Exercise objective: Copy the data exactly, keeping every line intact.
——
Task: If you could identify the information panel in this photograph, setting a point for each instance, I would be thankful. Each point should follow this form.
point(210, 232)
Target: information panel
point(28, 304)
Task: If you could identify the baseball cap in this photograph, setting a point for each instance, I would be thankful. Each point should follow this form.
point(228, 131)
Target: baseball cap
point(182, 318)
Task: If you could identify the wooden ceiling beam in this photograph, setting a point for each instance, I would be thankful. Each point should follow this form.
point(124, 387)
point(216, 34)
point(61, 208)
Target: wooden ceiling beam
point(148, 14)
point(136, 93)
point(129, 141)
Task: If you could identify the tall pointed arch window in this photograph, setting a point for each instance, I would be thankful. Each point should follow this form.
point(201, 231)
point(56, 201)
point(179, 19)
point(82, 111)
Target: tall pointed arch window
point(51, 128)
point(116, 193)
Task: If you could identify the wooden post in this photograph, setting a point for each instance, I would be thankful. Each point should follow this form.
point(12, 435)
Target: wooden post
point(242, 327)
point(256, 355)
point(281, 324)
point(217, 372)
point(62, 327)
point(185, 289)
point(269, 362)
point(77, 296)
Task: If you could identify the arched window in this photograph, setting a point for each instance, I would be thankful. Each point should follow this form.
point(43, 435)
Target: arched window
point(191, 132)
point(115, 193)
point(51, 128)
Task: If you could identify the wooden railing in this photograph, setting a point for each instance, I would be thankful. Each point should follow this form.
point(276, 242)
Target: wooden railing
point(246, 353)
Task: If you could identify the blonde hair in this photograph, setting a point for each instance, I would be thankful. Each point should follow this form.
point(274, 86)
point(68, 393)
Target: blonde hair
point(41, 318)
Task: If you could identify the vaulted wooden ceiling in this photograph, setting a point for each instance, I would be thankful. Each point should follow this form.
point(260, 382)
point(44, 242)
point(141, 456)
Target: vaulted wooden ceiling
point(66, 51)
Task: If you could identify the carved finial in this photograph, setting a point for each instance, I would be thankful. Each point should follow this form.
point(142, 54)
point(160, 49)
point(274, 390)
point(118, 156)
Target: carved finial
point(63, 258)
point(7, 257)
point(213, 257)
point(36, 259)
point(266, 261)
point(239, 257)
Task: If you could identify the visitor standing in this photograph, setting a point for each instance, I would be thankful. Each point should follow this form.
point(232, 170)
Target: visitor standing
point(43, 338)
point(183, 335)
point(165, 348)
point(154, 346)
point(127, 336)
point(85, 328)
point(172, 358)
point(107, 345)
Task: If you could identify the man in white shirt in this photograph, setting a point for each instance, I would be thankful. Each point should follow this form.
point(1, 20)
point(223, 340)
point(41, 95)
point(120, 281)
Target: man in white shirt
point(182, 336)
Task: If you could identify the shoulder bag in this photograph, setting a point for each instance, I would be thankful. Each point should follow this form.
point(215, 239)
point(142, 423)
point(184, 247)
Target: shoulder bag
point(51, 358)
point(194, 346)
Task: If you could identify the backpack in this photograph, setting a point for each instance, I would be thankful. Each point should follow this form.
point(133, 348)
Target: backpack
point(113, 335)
——
Task result:
Task: If you could identify the information panel in this photograph, setting a point for each instance, I would be thankful. Each point should follow this form.
point(210, 232)
Target: information panel
point(28, 304)
Task: If you could identify the baseball cap in this photograph, setting a point for each instance, I would be thankful. Each point should follow this form.
point(228, 131)
Target: baseball cap
point(182, 318)
Task: If you could identify the wooden ceiling beam in this photograph, setting a point for each instance, I would be thankful. Each point should follow this form.
point(124, 387)
point(216, 34)
point(61, 208)
Target: wooden ceiling beam
point(148, 14)
point(136, 93)
point(129, 141)
Task: If you could identify the tall pointed arch window in this photograph, setting a point for each instance, I would be thankful. Each point should follow this form.
point(201, 231)
point(56, 201)
point(179, 19)
point(82, 111)
Target: tall pointed arch window
point(51, 128)
point(116, 193)
Task: If you could identify the wooden post in this photograph, setting a point for each instance, I would be thankful. Each point should follow this form.
point(12, 435)
Target: wooden post
point(242, 327)
point(256, 355)
point(281, 324)
point(217, 372)
point(62, 327)
point(185, 289)
point(269, 362)
point(77, 296)
Task: If you could identify the arched window in this photograph, setting a point for each instance, I would be thankful. Each point should follow this form.
point(43, 435)
Target: arched window
point(191, 132)
point(115, 193)
point(51, 128)
Task: If you could identify the wooden railing in this photograph, setting a point for each instance, I would be thankful. Each point should follow this form.
point(276, 242)
Target: wooden railing
point(246, 353)
Task: If you could identify the blonde hair in this photograph, setting a point for each instance, I would be thankful. Each point should follow this form.
point(274, 86)
point(68, 393)
Target: blonde hair
point(41, 318)
Task: If you could identify the vaulted wooden ceiling in this photograph, setting a point for each instance, I would be thankful. Each point should follow this form.
point(260, 382)
point(44, 242)
point(141, 456)
Target: vaulted wooden ceiling
point(66, 51)
Task: If you could identify the carved finial in this photograph, setting a point for each instance, I would be thankful. Each point should follow this form.
point(142, 54)
point(160, 49)
point(274, 390)
point(118, 156)
Target: carved finial
point(63, 258)
point(7, 257)
point(213, 257)
point(36, 259)
point(266, 261)
point(239, 257)
Task: If you could identify the visitor standing in this photograph, setting a point for each instance, I would be thankful. Each point should follow this form.
point(232, 170)
Target: visitor standing
point(43, 338)
point(183, 335)
point(165, 348)
point(154, 346)
point(127, 336)
point(85, 328)
point(172, 358)
point(107, 345)
Task: If you could identify the man in white shirt in this photograph, setting a point for each instance, I would be thankful. Each point should follow this form.
point(1, 20)
point(223, 340)
point(41, 95)
point(120, 281)
Target: man in white shirt
point(182, 336)
Task: If you could identify the shoulder bag in this photograph, setting a point for each instance, I would be thankful. Each point should follow this form.
point(215, 239)
point(142, 423)
point(184, 247)
Target: shoulder bag
point(51, 358)
point(194, 346)
Task: If you could identify the backpack in this photograph, setting a point for each instance, I would be thankful. Each point should follow this form.
point(133, 348)
Target: backpack
point(113, 335)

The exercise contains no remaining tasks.